[Items listed in a dataset]

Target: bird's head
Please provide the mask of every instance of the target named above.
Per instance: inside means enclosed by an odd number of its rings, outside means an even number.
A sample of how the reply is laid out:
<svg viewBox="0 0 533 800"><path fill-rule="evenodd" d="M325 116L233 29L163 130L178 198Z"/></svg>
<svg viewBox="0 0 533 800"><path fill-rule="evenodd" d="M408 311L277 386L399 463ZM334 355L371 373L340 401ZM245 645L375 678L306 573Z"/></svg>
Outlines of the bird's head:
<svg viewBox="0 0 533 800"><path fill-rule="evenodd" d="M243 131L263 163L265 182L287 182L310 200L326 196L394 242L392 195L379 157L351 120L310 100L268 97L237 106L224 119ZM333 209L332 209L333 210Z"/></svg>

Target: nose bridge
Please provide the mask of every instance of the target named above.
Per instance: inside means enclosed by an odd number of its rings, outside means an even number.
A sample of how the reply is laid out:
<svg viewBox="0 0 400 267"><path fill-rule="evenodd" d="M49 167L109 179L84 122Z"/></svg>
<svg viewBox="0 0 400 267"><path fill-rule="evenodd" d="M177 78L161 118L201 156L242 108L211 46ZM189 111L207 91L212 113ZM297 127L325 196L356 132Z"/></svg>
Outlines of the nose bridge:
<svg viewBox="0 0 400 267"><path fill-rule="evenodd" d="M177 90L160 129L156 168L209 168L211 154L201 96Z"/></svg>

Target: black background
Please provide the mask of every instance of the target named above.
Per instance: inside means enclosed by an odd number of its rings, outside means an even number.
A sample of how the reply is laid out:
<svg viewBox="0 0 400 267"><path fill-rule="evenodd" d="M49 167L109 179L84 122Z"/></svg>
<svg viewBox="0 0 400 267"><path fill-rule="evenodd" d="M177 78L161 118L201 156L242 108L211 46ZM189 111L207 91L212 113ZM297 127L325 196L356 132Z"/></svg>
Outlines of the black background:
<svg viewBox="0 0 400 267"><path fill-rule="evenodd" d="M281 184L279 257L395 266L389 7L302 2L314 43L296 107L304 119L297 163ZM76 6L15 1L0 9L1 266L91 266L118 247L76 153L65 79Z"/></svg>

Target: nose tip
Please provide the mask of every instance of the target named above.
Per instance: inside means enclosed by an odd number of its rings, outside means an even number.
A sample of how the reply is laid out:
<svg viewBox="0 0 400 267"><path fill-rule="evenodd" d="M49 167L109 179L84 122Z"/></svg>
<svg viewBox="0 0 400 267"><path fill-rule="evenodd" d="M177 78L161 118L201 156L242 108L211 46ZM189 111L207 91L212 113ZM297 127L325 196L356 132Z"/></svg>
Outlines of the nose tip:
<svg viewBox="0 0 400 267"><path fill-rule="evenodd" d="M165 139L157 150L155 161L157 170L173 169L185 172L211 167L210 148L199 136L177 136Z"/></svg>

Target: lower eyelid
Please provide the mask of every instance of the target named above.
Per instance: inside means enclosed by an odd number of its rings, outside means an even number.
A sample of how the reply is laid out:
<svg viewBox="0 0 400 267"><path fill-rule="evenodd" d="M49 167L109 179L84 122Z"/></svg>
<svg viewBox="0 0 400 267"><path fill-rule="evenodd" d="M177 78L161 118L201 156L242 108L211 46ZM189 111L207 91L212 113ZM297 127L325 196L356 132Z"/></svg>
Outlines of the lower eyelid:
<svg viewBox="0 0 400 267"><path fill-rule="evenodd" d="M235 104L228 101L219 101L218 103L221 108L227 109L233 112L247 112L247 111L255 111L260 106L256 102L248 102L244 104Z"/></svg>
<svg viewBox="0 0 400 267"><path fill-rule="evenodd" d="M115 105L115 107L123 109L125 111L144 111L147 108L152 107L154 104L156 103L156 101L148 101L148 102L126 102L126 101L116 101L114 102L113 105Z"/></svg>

YOUR ASSIGNMENT:
An exact copy of the data is needed, running from its first line through the line that holds "311L277 386L399 463ZM334", and nothing beyond that.

FINAL ANSWER:
Target: bird's head
Please provide the mask of every instance of the target named above.
Per instance: inside means enclosed by an odd number of its rings, outside means an even number.
A sample of how the reply is laid out:
<svg viewBox="0 0 533 800"><path fill-rule="evenodd" d="M325 116L233 29L163 130L178 198Z"/></svg>
<svg viewBox="0 0 533 800"><path fill-rule="evenodd" d="M408 311L277 386L399 463ZM334 355L371 373L340 401ZM245 645L375 678L306 573Z"/></svg>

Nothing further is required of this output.